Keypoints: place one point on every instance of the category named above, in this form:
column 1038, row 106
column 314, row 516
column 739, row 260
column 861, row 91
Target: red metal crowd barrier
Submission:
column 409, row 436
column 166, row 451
++++++
— Exercise aim —
Reproduce exactly the line bearing "column 739, row 260" and all the lines that come after it in the records above; add nothing.

— Reply to the exercise —
column 739, row 260
column 861, row 91
Target: red metal crowd barrier
Submission:
column 409, row 436
column 166, row 451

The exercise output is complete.